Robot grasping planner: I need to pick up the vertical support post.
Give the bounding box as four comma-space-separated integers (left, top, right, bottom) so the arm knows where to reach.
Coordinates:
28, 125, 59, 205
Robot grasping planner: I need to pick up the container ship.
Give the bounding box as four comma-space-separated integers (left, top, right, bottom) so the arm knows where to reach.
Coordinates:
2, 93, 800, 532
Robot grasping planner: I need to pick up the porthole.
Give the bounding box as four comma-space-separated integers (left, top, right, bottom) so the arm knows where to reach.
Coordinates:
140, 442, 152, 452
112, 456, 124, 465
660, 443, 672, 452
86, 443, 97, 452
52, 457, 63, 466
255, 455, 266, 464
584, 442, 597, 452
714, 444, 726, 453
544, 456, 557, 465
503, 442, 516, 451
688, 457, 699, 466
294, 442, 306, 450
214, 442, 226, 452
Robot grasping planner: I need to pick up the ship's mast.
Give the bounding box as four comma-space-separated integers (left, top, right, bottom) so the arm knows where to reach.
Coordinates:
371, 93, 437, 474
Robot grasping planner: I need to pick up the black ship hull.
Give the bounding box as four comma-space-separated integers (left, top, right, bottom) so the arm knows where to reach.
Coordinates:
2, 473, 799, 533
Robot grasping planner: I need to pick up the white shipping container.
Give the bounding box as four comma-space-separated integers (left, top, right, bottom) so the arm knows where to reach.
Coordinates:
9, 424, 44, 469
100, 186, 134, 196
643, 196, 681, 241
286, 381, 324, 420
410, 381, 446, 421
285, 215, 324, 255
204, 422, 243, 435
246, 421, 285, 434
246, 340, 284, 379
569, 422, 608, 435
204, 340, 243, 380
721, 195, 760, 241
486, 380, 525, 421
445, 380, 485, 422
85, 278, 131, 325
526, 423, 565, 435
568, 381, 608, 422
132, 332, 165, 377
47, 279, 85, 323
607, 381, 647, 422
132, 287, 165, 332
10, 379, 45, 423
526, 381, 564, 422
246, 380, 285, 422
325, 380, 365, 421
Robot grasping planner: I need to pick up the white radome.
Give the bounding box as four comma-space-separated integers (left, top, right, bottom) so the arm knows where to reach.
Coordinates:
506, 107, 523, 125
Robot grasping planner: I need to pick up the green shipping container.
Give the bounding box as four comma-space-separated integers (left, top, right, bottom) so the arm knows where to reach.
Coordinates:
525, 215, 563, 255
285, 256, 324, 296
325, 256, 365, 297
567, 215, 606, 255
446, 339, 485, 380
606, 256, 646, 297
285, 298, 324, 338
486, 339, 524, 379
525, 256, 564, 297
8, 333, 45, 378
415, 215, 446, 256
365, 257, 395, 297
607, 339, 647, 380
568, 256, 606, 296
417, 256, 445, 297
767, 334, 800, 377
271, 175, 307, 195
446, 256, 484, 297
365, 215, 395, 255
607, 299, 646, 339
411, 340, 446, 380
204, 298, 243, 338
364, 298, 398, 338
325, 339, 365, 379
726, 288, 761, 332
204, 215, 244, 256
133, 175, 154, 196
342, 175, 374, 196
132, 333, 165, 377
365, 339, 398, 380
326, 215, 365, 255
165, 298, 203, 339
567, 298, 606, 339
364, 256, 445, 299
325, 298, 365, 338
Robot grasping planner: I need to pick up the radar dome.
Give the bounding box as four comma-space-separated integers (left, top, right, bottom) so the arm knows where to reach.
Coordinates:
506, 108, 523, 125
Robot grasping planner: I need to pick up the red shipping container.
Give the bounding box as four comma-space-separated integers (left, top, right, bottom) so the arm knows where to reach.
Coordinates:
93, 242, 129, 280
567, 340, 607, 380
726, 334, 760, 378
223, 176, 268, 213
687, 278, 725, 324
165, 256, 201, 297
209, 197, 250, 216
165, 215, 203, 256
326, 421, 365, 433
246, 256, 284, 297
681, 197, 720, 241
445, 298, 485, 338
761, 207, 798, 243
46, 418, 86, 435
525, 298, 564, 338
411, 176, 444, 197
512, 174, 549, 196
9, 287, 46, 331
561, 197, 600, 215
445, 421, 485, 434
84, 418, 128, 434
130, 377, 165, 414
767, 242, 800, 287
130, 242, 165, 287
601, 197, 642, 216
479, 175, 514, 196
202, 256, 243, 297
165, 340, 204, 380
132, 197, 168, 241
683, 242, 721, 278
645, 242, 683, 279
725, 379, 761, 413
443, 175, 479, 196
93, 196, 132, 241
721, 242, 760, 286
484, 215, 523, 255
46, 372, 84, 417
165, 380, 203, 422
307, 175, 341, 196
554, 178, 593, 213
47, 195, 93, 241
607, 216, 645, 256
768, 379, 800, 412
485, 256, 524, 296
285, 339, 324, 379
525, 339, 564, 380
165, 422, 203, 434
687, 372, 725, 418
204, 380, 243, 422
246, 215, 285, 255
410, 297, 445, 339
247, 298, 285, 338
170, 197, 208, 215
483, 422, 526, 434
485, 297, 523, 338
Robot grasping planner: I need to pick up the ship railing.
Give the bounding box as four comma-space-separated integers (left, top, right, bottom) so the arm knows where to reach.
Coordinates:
* * *
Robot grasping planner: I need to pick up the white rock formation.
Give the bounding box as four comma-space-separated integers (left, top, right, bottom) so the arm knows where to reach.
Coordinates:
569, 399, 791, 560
* * *
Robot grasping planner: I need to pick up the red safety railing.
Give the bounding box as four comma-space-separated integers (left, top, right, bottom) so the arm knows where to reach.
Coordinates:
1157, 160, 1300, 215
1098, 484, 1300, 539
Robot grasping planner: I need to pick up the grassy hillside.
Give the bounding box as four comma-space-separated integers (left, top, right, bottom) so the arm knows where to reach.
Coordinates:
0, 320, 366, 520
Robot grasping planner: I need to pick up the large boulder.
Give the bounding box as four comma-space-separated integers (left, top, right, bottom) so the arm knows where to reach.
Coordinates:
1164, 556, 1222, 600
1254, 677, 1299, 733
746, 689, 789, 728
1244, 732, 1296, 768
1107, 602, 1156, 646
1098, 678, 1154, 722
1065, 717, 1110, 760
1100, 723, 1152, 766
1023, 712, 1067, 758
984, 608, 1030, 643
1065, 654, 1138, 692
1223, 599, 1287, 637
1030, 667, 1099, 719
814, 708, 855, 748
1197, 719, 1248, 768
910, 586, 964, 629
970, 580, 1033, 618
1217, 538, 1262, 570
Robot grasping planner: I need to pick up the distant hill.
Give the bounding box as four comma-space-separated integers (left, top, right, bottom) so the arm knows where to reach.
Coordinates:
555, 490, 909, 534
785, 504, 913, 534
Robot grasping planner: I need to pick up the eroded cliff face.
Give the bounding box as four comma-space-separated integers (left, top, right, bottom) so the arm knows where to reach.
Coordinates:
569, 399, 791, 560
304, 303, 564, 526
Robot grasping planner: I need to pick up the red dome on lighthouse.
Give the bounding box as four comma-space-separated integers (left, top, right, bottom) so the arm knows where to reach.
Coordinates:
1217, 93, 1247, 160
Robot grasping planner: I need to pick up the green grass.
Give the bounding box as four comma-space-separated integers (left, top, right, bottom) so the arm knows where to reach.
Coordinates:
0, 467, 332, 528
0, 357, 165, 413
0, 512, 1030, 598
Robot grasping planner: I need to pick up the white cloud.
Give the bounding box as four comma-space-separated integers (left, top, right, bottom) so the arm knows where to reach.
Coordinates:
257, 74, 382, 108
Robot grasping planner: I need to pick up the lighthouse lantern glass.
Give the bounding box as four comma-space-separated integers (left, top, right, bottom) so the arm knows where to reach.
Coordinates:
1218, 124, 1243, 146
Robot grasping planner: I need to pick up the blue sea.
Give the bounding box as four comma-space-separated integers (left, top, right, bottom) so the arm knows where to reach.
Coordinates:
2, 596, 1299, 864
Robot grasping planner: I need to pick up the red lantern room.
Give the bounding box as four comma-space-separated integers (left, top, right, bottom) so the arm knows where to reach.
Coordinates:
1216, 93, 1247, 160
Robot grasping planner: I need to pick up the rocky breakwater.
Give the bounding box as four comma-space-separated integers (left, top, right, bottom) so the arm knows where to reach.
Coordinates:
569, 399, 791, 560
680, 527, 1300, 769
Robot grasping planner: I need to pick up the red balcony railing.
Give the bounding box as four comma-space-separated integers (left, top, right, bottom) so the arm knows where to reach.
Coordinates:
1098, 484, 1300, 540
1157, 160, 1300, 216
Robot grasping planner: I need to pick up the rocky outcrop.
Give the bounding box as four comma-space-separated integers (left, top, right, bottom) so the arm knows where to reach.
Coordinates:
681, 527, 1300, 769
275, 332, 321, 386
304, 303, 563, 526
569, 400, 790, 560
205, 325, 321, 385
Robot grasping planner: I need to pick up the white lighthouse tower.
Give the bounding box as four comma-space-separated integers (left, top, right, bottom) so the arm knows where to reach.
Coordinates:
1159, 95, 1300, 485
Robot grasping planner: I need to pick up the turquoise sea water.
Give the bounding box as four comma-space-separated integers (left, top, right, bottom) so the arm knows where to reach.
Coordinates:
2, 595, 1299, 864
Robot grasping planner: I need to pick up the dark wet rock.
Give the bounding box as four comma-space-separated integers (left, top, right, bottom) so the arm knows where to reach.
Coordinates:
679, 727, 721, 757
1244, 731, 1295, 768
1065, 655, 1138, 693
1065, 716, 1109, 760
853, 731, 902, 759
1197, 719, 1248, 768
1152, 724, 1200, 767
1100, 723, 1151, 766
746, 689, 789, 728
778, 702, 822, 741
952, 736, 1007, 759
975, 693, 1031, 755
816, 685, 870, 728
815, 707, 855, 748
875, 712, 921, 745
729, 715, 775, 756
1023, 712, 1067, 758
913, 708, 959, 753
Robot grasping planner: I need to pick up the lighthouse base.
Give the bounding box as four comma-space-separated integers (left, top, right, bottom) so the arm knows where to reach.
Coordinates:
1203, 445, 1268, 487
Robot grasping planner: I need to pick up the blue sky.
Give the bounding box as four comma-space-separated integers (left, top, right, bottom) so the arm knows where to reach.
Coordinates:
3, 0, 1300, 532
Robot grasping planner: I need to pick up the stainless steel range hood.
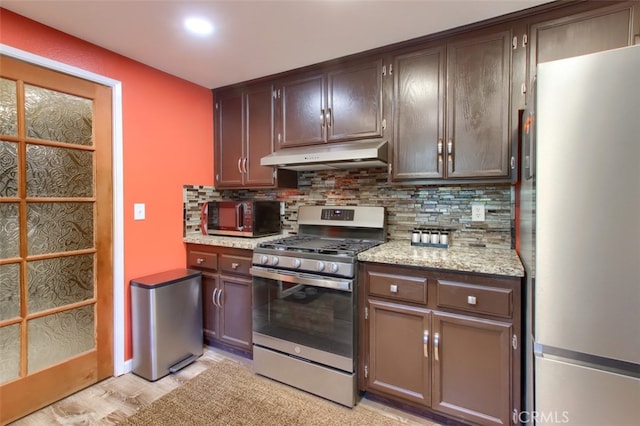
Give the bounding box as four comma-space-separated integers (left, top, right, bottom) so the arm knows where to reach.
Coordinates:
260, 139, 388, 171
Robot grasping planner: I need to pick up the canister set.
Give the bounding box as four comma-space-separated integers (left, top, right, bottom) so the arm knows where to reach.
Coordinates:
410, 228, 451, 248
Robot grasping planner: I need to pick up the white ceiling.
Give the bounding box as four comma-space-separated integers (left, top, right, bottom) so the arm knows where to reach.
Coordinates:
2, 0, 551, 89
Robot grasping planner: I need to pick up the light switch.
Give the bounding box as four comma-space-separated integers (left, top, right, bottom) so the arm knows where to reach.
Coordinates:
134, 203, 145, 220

*What is required*: Could you restate word for word the lines above, from the one that contains "Robot grasping planner: I need to pick up the vertical" through the one that contains "Robot grasping planner: I need to pick up the ship's", and no others?

*Solved problem*:
Robot grasping planner: I need to pick up the vertical support post.
Give the bounding box as four comma-space-separated integers (left, top, right, bottom) so the arm knows where to reach.
Coordinates:
28, 125, 59, 205
Robot grasping planner: I need to pick up the container ship.
Give the bounding box as four comma-space-separated integers (left, top, right, bottom) so the arm knows where to reach.
Coordinates:
2, 93, 800, 532
Robot grasping planner: I need to pick up the porthole.
Give the bounding box as four comma-space-separated integers (left, top, right, bottom) so the arm knows where to reach.
Coordinates:
140, 442, 152, 452
112, 456, 124, 465
660, 443, 672, 452
86, 443, 97, 452
52, 457, 63, 466
255, 455, 266, 464
584, 442, 597, 452
714, 444, 726, 453
544, 456, 557, 465
503, 442, 516, 451
688, 457, 699, 466
294, 442, 306, 450
214, 442, 226, 452
Robot grasping planner: I need to pick up the ship's mast.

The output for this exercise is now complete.